Identify every line in the listing below that contains the word "with", and copy each of those lines.

>> START Source material

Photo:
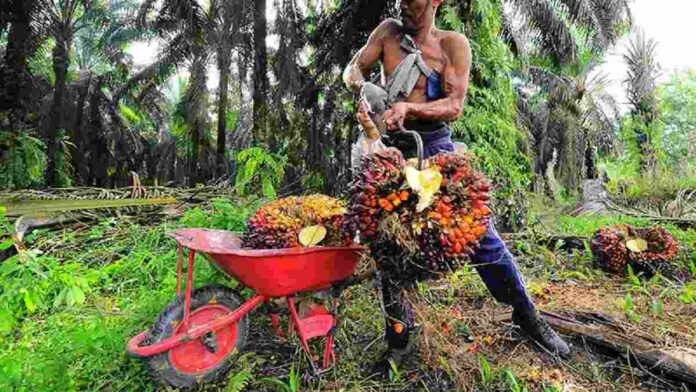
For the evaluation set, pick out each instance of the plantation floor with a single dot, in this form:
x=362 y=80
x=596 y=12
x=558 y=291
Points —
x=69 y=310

>> END Source material
>> START Source material

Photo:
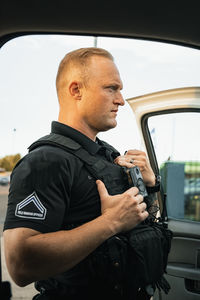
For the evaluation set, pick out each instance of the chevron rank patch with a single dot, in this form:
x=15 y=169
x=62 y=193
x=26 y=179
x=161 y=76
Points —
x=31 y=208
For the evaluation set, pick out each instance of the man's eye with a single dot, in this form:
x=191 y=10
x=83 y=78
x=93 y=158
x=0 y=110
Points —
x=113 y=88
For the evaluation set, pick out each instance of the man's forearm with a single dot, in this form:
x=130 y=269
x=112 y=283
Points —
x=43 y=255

>> END Source material
>> START Source material

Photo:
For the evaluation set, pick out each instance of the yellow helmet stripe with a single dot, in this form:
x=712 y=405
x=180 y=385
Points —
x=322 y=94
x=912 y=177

>> END Source material

Answer for this exercise
For the evaluation set, pick out each instance of the plantation floor with a single dot, in this form:
For the evaluation set, pick out each instance of the chevron rank patch with a single dot, in this form:
For the evaluation set, pick out each instance of the man's eye with a single dot, in this form:
For the evaluation set, pick out each instance of the man's forearm with a single dot, in this form:
For the evaluation set, pick out each instance of the yellow helmet stripe with a single dot, in this form:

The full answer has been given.